------ Records for the task

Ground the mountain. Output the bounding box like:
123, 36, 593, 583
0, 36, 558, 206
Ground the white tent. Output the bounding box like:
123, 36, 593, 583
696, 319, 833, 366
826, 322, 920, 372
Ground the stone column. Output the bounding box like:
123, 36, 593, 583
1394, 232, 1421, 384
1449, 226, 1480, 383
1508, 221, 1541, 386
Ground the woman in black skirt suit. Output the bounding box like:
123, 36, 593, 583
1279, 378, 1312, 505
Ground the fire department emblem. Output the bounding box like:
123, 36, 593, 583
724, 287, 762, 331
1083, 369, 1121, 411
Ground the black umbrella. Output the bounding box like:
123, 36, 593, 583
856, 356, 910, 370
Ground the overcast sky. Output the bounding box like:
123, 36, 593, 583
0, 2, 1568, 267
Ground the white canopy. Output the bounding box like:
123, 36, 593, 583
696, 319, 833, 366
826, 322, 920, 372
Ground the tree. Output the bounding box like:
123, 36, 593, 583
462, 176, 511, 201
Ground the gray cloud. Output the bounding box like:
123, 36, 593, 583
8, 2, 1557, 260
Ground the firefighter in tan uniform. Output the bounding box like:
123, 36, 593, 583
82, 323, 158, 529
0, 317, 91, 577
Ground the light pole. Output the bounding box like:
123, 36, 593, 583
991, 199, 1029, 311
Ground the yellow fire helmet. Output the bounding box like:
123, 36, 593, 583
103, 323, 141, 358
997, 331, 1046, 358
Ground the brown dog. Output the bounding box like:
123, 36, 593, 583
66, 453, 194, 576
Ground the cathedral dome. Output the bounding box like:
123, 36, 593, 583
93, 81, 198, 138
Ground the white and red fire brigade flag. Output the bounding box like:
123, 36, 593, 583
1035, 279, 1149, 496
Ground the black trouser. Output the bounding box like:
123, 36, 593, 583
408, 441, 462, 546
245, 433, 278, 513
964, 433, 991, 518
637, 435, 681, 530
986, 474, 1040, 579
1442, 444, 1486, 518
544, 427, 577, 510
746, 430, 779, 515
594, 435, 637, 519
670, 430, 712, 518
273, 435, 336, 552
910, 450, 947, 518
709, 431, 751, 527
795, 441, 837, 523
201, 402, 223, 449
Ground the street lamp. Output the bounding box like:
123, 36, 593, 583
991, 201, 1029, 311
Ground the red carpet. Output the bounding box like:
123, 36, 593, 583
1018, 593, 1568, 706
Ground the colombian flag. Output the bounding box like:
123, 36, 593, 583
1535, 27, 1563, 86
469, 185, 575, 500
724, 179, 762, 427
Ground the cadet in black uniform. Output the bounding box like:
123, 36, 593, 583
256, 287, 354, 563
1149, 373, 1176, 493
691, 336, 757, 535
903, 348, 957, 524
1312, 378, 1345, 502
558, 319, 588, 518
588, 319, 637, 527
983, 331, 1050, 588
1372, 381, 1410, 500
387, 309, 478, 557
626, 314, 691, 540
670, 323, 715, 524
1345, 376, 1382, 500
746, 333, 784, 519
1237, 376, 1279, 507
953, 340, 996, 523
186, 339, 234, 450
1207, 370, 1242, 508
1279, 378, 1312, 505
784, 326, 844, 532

------------

▶ Challenge
Please rewrite the data above with each "Ground" changed to "Locate". Keep everything else the same.

▶ Solution to this problem
Locate the mountain. Output the bounding box like:
123, 36, 593, 583
0, 36, 558, 206
Locate the white tent. Output the bounding box like:
123, 36, 593, 583
696, 319, 833, 366
826, 322, 920, 372
Locate the stone column. Output the bounding box like:
123, 36, 593, 583
1394, 232, 1421, 384
1449, 226, 1480, 383
1508, 221, 1541, 386
Locate the woman in black skirt suit. Output the bounding box like:
123, 36, 593, 583
1279, 378, 1312, 505
Locate the fire department emblem. Output the bounding box like:
123, 36, 593, 583
724, 287, 762, 331
1083, 369, 1121, 411
Locate the black umbrella. Output the bounding box like:
123, 36, 593, 583
856, 356, 910, 370
Locate the overcast sky. Output the bounding box like:
123, 36, 593, 583
0, 2, 1568, 267
Locate the white canopy. Output the bounding box like:
123, 36, 593, 583
696, 319, 833, 366
826, 322, 920, 372
Locate the tree. Output the bounding box like:
123, 36, 593, 583
462, 176, 511, 201
Locate the gray cloud. Output the bounding box like:
123, 36, 593, 583
8, 2, 1557, 260
Locate the firefighter in tan uniform. Output the bounding box like:
123, 36, 593, 583
82, 323, 158, 529
0, 317, 91, 577
Locate the light pole. Output the bounding box like:
123, 36, 593, 583
991, 199, 1029, 311
Locate the yellow fire helmet. Output the bounding box like:
123, 36, 593, 583
103, 323, 141, 358
997, 331, 1046, 358
Locate the brown dog. Output the bounding box like:
123, 36, 593, 583
66, 453, 194, 576
Locate the cathedral dome. Output the bounding box like:
123, 36, 593, 583
93, 81, 198, 138
Locate the white and red fire brigade flag. Output the bounding box like:
123, 36, 593, 583
1035, 279, 1149, 496
Locate the black trouser. Output the bounding box like:
123, 36, 593, 583
408, 441, 462, 546
245, 433, 278, 513
964, 433, 991, 518
637, 435, 681, 530
986, 474, 1040, 579
1442, 444, 1486, 518
544, 427, 577, 510
746, 430, 779, 515
594, 435, 637, 519
670, 430, 712, 518
273, 435, 336, 552
910, 450, 947, 518
709, 431, 751, 527
795, 441, 837, 523
201, 402, 223, 449
Locate the street lamp. Output the bounding box like:
123, 36, 593, 583
991, 201, 1029, 311
Locate the red carpet. Output the bounding box like:
123, 36, 593, 583
1018, 593, 1568, 706
Locate the colombian flag. Output the bounding box like:
123, 36, 593, 583
1535, 27, 1563, 86
469, 185, 575, 500
724, 179, 762, 427
Locate the cadet in black uniform. Output the bounding box like:
123, 36, 593, 583
256, 287, 354, 563
1149, 373, 1176, 493
691, 336, 757, 535
903, 348, 957, 524
1312, 378, 1345, 502
558, 319, 588, 518
588, 319, 637, 527
983, 331, 1050, 588
1372, 381, 1410, 500
387, 309, 478, 557
626, 314, 691, 540
670, 323, 715, 524
1345, 376, 1382, 500
746, 333, 784, 519
1237, 376, 1279, 507
953, 340, 996, 523
186, 339, 234, 450
1207, 370, 1242, 508
1279, 378, 1312, 505
784, 326, 844, 532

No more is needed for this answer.